**How to complete this task:** Copy the records below exactly, leaving out any pictures.

**Extracted material:**
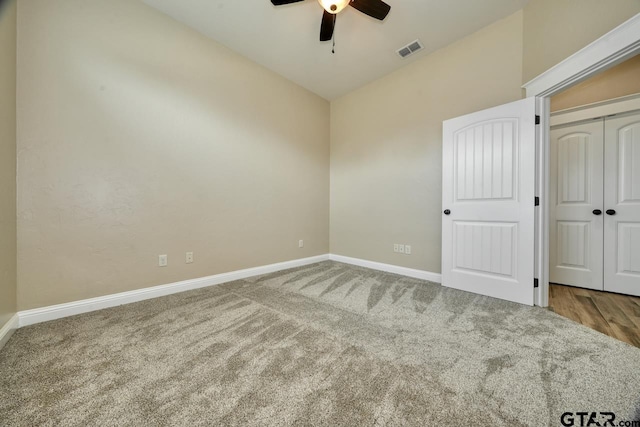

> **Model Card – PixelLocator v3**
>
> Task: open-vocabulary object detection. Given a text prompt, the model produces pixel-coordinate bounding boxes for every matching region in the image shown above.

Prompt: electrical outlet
[393,244,399,253]
[186,252,194,264]
[398,244,405,254]
[299,240,304,248]
[405,245,411,255]
[159,254,168,267]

**Result of the task:**
> **Model Card – PixelLocator v3**
>
> Task: open-vocabulary object detection. Given a text prompt, the model produces pixel-coordinate bounding boxes for every matching region in the image shown above.

Prompt: electrical outlet
[393,244,399,253]
[186,252,194,264]
[398,244,405,254]
[299,240,304,248]
[405,245,411,255]
[159,254,168,267]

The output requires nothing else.